Pain points

 

Labor must be prepared to cut spending in next month’s budget in order to ease the pain on middle income households. By Nick Cater.

The Treasurer’s promise of a bread-and-butter budget tells us less than we deserve to know about next month’s financial statement. Does he mean bread, as in a $2.20 soft-white sandwich loaf or as in fresh-baked rye sourdough at $8.50?

Was it butter, as in $3.60 Woolworths home-brand, or Paris Creek biodynamic organic butter at $8.69 from Harris Farm? The price difference of almost 300 per cent says much about the economic gulf between two Australias. No prizes for guessing which part will cop the biggest thrashing from rising interest rates. It’s not called the mortgage belt for nothing.

In Oran Park in Sydney’s outer west, just 8 per cent of homes are owned outright, and 54 per cent of homes have a mortgage attached. In Mosman, deep in teal country on Sydney’s north shore, barely a quarter of households (26 per cent) are paying off their homes while 37 per cent own their homes outright. Indeed, the 2021 census tells us 478 lucky Mosman households have paid off their mortgages in the past 10 years. The sly redistribution of wealth from the asset poor to the asset rich is one of the less equitable consequences of keeping interest rates low in an unprecedented period of monetary expansion.

Raising interest rates is a blunt tool to control inflation, but the only one available when we lack the courage to cut public spending. Think of the response to inflation as a legalised form of torture – deliberate application of pain for as long as it takes to reduce spending. Since politicians are reluctant to take the electoral pain that comes from cutting budgets, families must be tied on the rack and stretched.

What’s more, the pain is unequally distributed. The first Australians to be hurt will be those living in the 3.2 million households with a mortgage. The owners of the 1.5 million or so mortgaged investment properties are next, many on less-than-stellar incomes saving for retirement. Punishing those saving for their own homes or retirement is a perverse but unavoidable consequence of applying the monetary sledgehammer. Life won’t be easy either in Australia’s 2.8 million rented homes as owners seek to pass on the costs. Among those who have paid off their homes, predominantly Australians over 55, the pain will be hardly felt.

__JOBS__.
#1 Answer these questions from the column on interest rates:
(a) What price does it give for fresh-baked rye sourdough?
(b) What percentage of homes in Oran Park are owned outright?
(c) How many Australian households have a mortgage?
#2 List every grocery price that appears in the column on interest rates, with the item each one goes with.
#3 Turn the paragraph of the column on interest rates that begins "What's more, the pain is unequally distributed" into a short list that keeps its main facts.

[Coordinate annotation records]
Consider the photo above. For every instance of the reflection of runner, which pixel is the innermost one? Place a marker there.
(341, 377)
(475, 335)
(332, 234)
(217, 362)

__SOLUTIONS__.
#1
(a) $8.50
(b) 8 per cent
(c) 3.2 million

#2
- Soft-white sandwich loaf: $2.20
- Fresh-baked rye sourdough: $8.50
- Woolworths home-brand butter: $3.60
- Paris Creek biodynamic organic butter from Harris Farm: $8.69

#3
- The pain of rising rates is unequally distributed.
- Hit first: the 3.2 million households with a mortgage.
- Hit next: owners of about 1.5 million mortgaged investment properties, many on modest incomes saving for retirement.
- Punishing people who save for a home or retirement is a perverse but unavoidable result of the monetary sledgehammer.
- The 2.8 million rented homes will also suffer as owners pass on costs.
- Those who have paid off their homes, mostly Australians over 55, will hardly feel it.